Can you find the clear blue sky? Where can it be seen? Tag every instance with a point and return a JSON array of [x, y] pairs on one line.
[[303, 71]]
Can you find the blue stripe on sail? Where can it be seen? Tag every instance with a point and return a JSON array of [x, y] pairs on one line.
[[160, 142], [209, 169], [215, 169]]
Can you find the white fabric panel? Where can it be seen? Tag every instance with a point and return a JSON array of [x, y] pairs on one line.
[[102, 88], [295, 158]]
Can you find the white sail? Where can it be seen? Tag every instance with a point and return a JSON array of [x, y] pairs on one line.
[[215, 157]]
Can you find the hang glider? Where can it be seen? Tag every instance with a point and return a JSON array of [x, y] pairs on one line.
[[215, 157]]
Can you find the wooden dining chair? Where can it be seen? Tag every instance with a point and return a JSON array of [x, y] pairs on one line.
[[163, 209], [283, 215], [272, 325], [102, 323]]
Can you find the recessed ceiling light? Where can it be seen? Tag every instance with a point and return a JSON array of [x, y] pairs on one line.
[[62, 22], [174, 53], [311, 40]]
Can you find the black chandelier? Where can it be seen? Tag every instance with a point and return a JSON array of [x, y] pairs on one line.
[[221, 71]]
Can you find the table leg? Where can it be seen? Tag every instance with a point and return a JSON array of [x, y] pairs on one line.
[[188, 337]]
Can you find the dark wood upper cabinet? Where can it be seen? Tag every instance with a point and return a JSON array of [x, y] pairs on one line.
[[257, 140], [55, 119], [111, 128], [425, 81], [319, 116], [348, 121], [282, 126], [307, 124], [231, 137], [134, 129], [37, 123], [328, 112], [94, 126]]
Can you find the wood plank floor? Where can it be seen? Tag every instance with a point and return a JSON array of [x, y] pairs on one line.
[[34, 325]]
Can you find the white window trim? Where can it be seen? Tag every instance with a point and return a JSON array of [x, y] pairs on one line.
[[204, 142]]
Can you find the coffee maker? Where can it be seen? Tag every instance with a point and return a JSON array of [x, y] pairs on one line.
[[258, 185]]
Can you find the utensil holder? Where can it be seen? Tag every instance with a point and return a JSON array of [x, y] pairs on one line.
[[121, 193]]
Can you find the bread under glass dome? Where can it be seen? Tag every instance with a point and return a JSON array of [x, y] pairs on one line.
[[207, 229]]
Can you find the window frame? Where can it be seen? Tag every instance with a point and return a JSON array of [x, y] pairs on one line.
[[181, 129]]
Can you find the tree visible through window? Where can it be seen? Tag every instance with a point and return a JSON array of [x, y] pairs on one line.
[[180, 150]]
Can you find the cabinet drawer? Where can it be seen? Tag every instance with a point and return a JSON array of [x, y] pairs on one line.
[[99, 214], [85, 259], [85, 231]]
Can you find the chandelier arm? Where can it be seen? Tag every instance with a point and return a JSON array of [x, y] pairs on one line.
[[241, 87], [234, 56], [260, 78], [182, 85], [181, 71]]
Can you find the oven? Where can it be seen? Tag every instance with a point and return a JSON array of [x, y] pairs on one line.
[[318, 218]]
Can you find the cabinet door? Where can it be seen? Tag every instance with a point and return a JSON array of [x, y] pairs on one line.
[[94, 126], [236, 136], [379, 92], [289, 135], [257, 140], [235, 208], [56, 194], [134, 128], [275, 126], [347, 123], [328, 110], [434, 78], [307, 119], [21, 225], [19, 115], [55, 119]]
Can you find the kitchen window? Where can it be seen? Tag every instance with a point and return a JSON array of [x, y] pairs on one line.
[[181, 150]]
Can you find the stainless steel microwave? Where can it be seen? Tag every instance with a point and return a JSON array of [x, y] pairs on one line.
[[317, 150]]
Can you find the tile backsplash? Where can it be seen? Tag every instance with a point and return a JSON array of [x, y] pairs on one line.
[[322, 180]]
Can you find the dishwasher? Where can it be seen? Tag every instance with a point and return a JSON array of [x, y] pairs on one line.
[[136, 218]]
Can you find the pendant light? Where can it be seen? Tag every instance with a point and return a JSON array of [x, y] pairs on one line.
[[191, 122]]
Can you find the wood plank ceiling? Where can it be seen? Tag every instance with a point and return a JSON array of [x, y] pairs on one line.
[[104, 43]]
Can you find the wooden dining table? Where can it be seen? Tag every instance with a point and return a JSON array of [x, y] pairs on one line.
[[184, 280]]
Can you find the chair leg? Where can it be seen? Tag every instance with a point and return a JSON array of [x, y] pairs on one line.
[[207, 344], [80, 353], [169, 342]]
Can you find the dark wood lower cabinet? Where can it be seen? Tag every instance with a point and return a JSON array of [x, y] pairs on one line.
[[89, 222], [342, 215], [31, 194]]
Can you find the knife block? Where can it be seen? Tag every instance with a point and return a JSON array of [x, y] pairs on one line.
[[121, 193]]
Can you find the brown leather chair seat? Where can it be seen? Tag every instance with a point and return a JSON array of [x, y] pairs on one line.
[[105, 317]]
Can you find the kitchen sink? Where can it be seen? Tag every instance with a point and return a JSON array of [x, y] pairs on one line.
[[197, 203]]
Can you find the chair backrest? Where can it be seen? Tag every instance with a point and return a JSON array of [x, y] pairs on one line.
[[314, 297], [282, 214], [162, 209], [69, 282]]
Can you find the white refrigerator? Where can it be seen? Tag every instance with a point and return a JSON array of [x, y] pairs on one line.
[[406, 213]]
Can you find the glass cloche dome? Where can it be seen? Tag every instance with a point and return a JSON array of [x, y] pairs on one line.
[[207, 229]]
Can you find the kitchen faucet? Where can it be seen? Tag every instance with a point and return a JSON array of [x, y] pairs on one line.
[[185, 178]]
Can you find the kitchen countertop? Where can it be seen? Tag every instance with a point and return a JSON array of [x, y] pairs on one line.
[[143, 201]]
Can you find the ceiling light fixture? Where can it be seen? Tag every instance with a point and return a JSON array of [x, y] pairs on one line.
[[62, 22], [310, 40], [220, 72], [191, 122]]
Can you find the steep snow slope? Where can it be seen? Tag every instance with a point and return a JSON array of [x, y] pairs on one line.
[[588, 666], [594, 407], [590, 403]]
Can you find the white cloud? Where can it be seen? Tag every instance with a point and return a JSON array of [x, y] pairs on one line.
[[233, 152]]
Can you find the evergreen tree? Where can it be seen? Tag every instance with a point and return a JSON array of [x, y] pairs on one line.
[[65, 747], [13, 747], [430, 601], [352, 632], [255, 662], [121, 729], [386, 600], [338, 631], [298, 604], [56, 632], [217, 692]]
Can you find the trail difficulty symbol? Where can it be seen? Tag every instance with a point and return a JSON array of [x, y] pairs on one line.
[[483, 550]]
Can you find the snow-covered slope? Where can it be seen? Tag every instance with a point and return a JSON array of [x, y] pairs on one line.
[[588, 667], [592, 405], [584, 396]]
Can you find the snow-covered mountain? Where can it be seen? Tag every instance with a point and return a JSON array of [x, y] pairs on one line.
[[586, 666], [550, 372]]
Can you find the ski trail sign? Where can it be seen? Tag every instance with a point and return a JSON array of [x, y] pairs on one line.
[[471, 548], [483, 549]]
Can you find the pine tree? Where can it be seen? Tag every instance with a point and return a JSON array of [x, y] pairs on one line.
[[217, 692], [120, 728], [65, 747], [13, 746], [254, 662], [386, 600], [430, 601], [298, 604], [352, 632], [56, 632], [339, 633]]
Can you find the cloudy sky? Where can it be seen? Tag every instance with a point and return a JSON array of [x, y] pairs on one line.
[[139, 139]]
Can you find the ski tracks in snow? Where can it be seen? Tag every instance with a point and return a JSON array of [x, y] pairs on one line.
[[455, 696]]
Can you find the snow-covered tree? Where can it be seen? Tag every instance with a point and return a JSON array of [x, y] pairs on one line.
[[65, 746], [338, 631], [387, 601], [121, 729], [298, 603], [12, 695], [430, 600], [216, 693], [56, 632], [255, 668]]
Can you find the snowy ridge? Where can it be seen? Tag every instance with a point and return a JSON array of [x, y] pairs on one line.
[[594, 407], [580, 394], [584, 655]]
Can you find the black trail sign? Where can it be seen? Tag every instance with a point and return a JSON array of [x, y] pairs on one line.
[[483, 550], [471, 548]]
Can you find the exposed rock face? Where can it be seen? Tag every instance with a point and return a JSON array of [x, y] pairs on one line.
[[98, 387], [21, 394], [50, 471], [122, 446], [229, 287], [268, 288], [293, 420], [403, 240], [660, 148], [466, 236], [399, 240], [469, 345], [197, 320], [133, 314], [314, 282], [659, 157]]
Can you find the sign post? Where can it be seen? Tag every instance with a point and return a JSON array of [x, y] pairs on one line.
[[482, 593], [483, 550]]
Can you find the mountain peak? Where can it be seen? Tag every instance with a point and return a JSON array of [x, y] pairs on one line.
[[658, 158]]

## Written request
Rewrite everything from the line containing "Can you find the cabinet drawer?" down to the line containing "[[317, 150]]", replacing "Tag" with "Mark" and leaving everything else unchanged.

## Right answer
Can you find the cabinet drawer? Where can it be seen? Mark every instance with a point and return a JSON array of [x, y] pairs on one line.
[[99, 214], [85, 259], [85, 231]]
Can you find the chandelier arm? Where can it be seen? Mark every instance with a point and return a JSON array of [x, y] pairs on one line.
[[241, 87], [234, 56], [260, 78], [182, 85], [181, 71]]
Can you find the oven? Where can it be seen? Mark every instance with a point and return a JSON array of [x, y] pairs on one line.
[[318, 218]]
Can you find the cabinet door? Where can it be seen? Mark every instance with a point and return a JSON array of [x, y] pairs on one line.
[[94, 126], [236, 136], [379, 92], [289, 135], [257, 140], [235, 208], [56, 194], [134, 128], [275, 126], [347, 123], [328, 110], [434, 78], [307, 119], [21, 225], [19, 115], [55, 119]]
Can you find the kitchen window? Where can it be seen? Mark every instance with a point and return a JSON array of [x, y] pairs on one line.
[[181, 150]]
Can you find the stainless steel microwave? Where can it be seen? Mark every instance with a point and return a JSON array of [x, y] pairs on one line.
[[317, 150]]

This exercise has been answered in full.